> [GIVEN TEXT]
^^^^^^^^
Re: Softupdates not preventing lengthy fsck

From: Scott Long <scottl_at_samsco.org>
Date: Tue, 12 Apr 2005 16:40:21 -0600
Kris Kennaway wrote:
> On Tue, Apr 12, 2005 at 12:51:12PM -0700, Don Lewis wrote:
> 
>>On 12 Apr, Scott Long wrote:
>>
>>>Kris Kennaway wrote:
>>
>>>>I can take a transcript of the entire fsck next time if you like :-)
>>>>(it ran for more than 5 hours on the 24G drive and was still going
>>>>after I went to bed)
>>>>
>>>>Kris
>>>
>>>Don might not know that your workload involves creating and deleting
>>>full ports/ trees repeatedly, and those trees contain hundreds of
>>>tousands of inodes each.
>>
>>I suspected that, especially given the inode timestamps in the partial
>>transcript.
> 
> 
> Actually the ports trees are not recreated (they're mounted via nullfs
> and accessed read-only), and the files that are created are due to
> building, installing and uninstalling of ports on a plain old ufs2.
^^^^^^^^
> [DATA ENTRIES]

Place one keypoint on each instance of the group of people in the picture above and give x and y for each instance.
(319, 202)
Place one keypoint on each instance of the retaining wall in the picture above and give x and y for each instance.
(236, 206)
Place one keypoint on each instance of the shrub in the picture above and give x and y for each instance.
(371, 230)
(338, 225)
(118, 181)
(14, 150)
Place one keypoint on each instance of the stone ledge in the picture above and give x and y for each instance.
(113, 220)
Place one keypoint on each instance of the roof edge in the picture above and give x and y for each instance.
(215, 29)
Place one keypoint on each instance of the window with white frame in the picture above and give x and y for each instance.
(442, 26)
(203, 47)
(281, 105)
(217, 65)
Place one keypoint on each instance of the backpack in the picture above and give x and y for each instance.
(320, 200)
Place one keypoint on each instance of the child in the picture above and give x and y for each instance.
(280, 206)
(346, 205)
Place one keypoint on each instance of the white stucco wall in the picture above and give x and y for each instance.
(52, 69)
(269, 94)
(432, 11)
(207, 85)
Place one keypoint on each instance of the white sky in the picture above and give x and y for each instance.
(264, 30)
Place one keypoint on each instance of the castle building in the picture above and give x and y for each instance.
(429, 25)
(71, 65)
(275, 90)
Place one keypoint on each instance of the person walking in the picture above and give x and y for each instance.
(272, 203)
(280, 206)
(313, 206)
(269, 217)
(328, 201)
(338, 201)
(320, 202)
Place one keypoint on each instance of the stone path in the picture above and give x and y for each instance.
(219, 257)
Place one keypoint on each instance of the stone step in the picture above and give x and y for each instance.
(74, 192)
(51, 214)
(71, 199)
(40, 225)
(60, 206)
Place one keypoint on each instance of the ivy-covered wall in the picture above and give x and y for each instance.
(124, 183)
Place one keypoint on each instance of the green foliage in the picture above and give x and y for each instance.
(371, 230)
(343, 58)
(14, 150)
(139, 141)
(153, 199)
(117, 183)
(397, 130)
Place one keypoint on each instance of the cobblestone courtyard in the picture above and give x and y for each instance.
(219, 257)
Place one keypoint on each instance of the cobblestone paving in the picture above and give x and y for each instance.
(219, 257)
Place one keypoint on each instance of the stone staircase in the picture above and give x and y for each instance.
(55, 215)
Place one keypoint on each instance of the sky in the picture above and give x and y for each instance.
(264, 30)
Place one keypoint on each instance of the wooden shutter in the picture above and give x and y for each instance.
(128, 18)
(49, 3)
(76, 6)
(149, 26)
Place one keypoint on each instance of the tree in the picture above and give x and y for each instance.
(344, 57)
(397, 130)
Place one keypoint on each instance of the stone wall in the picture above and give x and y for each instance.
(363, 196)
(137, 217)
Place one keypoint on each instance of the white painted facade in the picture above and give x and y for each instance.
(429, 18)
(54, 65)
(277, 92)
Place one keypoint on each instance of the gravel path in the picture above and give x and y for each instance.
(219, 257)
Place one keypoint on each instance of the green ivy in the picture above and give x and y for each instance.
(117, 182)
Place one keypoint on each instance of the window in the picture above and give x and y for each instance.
^^^^^^^^
> [TASK DETAILS] Retype the passage of the softupdates and fsck message from "Re: Softupdates not" to "went to bed)", character for character.

> [RESPONSE TO THIS EXERCISE]
Re: Softupdates not preventing lengthy fsck

From: Scott Long <scottl_at_samsco.org>
Date: Tue, 12 Apr 2005 16:40:21 -0600
Kris Kennaway wrote:
> On Tue, Apr 12, 2005 at 12:51:12PM -0700, Don Lewis wrote:
> 
>>On 12 Apr, Scott Long wrote:
>>
>>>Kris Kennaway wrote:
>>
>>>>I can take a transcript of the entire fsck next time if you like :-)
>>>>(it ran for more than 5 hours on the 24G drive and was still going
>>>>after I went to bed)